**Required work**
Rescale the listing below by writing out all of its lines again, requests included, with every polygon coordinate in the answers multiplied by 1.25 and rounded to the nearest whole number, halves rounded up.

**Records for the exercise**
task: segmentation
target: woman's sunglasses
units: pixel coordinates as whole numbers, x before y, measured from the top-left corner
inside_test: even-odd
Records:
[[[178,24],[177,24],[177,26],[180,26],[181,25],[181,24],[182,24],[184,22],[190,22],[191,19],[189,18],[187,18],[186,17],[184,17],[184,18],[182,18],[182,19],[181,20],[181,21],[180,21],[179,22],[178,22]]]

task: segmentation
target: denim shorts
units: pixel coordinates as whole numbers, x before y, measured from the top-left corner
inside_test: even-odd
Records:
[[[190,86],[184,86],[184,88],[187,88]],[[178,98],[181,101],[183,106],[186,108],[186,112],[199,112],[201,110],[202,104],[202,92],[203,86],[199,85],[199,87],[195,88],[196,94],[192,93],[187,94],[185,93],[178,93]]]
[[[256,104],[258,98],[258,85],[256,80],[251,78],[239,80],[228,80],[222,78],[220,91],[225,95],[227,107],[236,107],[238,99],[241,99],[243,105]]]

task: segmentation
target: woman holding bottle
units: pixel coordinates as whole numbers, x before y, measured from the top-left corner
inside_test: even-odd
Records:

**Reply**
task: segmentation
target: woman's sunglasses
units: pixel coordinates as whole numbers, x before y, measured from the top-left corner
inside_test: even-odd
Records:
[[[223,30],[221,30],[221,33],[225,33],[226,31],[226,30],[228,30],[230,28],[238,28],[239,24],[236,23],[234,23],[233,21],[230,21],[230,23],[228,23],[228,24],[226,25],[226,26],[225,26],[224,28],[223,28]]]

task: segmentation
target: denim shorts
units: pixel coordinates as whole numbers, x before y, measured from the top-left corner
inside_test: even-odd
Records:
[[[238,108],[230,108],[230,110],[234,110]],[[223,123],[226,126],[229,133],[233,135],[233,140],[249,140],[251,138],[253,130],[253,115],[254,108],[249,106],[249,109],[244,110],[245,118],[240,116],[234,118],[231,116],[223,116]]]
[[[320,130],[323,123],[323,106],[320,100],[314,98],[299,100],[285,100],[278,98],[275,114],[281,119],[284,134],[295,134],[298,124],[301,124],[304,131]]]

task: segmentation
target: woman holding bottle
units: pixel coordinates as whole numbers, x before y, measured from the top-left corner
inside_test: even-odd
Records:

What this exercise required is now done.